Exercise: Please copy each of the rows below verbatim.

>>>

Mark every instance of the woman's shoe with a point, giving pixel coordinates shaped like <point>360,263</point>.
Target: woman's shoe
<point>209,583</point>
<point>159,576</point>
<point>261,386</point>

<<<

Exercise response:
Mark every instance of the woman's shoe with a point, giving pixel coordinates shaped like <point>360,263</point>.
Target: woman's shoe
<point>209,583</point>
<point>159,576</point>
<point>261,386</point>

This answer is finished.